[Records from a data collection]
•••

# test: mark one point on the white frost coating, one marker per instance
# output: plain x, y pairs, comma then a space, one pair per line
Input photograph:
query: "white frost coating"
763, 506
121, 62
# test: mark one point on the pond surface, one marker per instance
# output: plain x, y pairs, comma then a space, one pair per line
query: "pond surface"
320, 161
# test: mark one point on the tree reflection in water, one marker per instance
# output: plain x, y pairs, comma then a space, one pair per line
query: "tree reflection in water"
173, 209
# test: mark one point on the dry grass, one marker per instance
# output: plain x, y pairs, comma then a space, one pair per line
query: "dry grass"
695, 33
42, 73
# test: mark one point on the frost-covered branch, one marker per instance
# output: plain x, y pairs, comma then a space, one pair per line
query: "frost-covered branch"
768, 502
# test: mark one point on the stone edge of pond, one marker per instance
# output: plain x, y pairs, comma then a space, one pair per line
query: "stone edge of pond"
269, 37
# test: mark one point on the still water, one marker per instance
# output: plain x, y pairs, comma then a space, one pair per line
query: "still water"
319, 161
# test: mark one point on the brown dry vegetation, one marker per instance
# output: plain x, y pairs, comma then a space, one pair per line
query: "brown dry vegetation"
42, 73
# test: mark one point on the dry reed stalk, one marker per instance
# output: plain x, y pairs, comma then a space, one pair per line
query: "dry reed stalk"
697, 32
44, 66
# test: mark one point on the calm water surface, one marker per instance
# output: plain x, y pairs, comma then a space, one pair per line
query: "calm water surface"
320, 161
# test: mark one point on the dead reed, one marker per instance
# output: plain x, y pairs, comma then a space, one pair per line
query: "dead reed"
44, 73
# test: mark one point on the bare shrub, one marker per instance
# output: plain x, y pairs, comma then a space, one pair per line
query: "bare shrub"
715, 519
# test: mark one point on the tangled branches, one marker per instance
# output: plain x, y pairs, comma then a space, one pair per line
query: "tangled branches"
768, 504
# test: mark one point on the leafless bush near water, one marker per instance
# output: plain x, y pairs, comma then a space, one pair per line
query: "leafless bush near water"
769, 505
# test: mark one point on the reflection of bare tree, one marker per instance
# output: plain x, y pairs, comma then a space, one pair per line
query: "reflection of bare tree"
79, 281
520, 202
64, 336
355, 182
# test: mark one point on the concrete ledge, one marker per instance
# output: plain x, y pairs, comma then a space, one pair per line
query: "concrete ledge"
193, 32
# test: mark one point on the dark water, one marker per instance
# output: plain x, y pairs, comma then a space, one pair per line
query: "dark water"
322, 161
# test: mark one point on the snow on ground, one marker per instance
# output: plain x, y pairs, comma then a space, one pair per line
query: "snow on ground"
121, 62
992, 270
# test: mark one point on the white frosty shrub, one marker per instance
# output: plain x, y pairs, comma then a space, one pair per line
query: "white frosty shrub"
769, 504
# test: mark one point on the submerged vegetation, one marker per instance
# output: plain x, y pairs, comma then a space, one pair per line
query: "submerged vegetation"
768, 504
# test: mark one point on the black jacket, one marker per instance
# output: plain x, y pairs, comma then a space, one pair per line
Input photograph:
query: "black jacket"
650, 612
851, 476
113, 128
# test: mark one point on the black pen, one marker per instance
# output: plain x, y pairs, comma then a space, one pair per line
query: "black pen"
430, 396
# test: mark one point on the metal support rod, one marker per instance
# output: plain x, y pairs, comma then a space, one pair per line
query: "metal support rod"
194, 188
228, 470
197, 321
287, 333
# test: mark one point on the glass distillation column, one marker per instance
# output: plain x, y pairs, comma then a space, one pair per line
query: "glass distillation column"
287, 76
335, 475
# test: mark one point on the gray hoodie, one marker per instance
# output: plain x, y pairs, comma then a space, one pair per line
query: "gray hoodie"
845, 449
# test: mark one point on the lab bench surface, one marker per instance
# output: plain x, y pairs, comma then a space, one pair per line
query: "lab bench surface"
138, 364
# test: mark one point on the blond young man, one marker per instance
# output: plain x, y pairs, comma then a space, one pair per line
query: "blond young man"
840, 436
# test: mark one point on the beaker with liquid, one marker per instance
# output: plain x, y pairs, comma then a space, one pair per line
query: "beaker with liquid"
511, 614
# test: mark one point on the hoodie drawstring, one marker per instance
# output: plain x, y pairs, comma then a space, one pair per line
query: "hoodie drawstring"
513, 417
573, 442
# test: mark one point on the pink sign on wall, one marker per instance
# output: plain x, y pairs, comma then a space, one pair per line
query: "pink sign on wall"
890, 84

•••

Retype every record above exactly as written.

# test: mark one point on the white frost coating, one marker per instance
# output: plain x, y pairs, comma then a space, one pair per line
Input photograph:
query: "white frost coating"
763, 506
121, 62
# test: mark one point on the pond surface, one marker per instance
# output: plain x, y pairs, comma then a space, one pair per line
query: "pond surface"
320, 161
# test: mark one point on the tree reflection in water, one marker per instance
# output: plain x, y pairs, comma then a space, one pair per line
query: "tree reflection in water"
173, 209
# test: mark one point on the dry grass, one marker per instance
# output: plain x, y pairs, comma then a space, one pair per line
query: "dry grass"
695, 33
42, 73
# test: mark one point on the frost-covered branch, one marker per instance
# output: plain x, y pairs, comma then a space, one pair per line
query: "frost-covered branch"
768, 502
# test: mark one point on the stone edge of pond, one marker per instance
# output: plain x, y pairs, comma then a space, one pair per line
query: "stone edge of pond"
269, 37
# test: mark one point on the still water, one marker per instance
# output: plain x, y pairs, comma then a space, one pair per line
query: "still water"
319, 161
# test: mark one point on the brown dry vegetation, one marker per instance
# output: plain x, y pairs, comma then a space, one pair per line
query: "brown dry vegetation"
42, 73
# test: mark one point on the dry reed stalk, one marker per instance
# output: plain x, y pairs, comma then a space, one pair per line
query: "dry reed stalk"
697, 32
44, 66
# test: mark one point on the calm water surface, one marker per instance
# output: plain x, y pairs, comma then a space, one pair per line
query: "calm water surface"
320, 161
# test: mark one point on the dead reed, one marker per instance
# output: plain x, y pairs, comma then a space, one pair per line
query: "dead reed"
44, 73
# test: mark one point on the bare shrub, one marker per instance
# output: plain x, y pairs, comma then a space, one pair per line
query: "bare shrub"
715, 519
# test: mark one point on the tangled branches, one marker per instance
# output: plain x, y pairs, comma then a space, one pair per line
query: "tangled branches"
768, 504
# test: mark one point on the leafless bush near water, one marker per instance
# output: plain x, y pairs, comma then a space, one pair per line
query: "leafless bush near water"
769, 505
# test: mark one point on the reflection of bare tree, one marker per instance
# output: plain x, y pairs, comma then a space, one pair per line
query: "reflection of bare tree"
79, 281
520, 202
64, 336
355, 182
# test: mark one point on the concrete ledge, one marker per instance
# output: plain x, y pairs, comma then a space, one pair per line
query: "concrete ledge"
193, 32
# test: mark one point on the dark water, one marker per instance
# output: plain x, y pairs, comma then a space, one pair per line
query: "dark water"
322, 161
# test: mark one point on the snow on ground, one marker per instance
# output: plain x, y pairs, comma then a space, one pair per line
query: "snow on ground"
121, 62
992, 270
# test: mark one point on the white frosty shrub, one marker per instance
# output: plain x, y pairs, comma then a space, one pair per line
query: "white frosty shrub"
769, 504
# test: mark one point on the submerged vegetation, one marker per instance
# output: plain x, y pairs, comma then a space, one pair per line
query: "submerged vegetation"
768, 504
# test: mark one point on the black jacket, one marker per instance
# output: plain x, y pairs, comma then a space, one pair per line
Input photograph:
query: "black jacket"
650, 612
851, 476
113, 128
# test: mark one point on the black pen, one marker per instance
# output: plain x, y pairs, comma then a space, one pair per line
query: "black pen"
430, 396
# test: mark one point on the metal support rod, one marker per instance
# output: plain x, y pairs, comma then a space, one pair per line
query: "metal support rod"
194, 188
228, 470
197, 321
287, 333
# test: mark one point on the glass distillation column, one marker per instance
# output: plain x, y pairs, comma then a space, one pair per line
query: "glass distillation column"
287, 76
335, 475
# test: mark one point on the gray hoodie, one marker per instance
# output: plain x, y pairs, comma then a space, one pair per line
query: "gray hoodie"
845, 449
# test: mark one point on the lab bench surface, one marker per instance
# output: plain x, y pairs, comma then a space, one pair per line
query: "lab bench surface"
138, 364
# test: mark one point on the blond young man, one marker per instance
# output: plain x, y pairs, comma then a space, one pair per line
query: "blond young man"
840, 436
# test: mark one point on the beaker with liquid, one marker per instance
# output: plain x, y pairs, comma then a space, one pair per line
query: "beaker with liquid"
511, 614
# test: mark one point on the hoodie drawstring, one marker per instance
# output: plain x, y pairs, comma then a space, one pair per line
query: "hoodie drawstring"
513, 417
573, 442
# test: mark one point on the pink sign on wall, one marker per instance
# output: plain x, y pairs, comma then a space, one pair per line
query: "pink sign on wall"
890, 84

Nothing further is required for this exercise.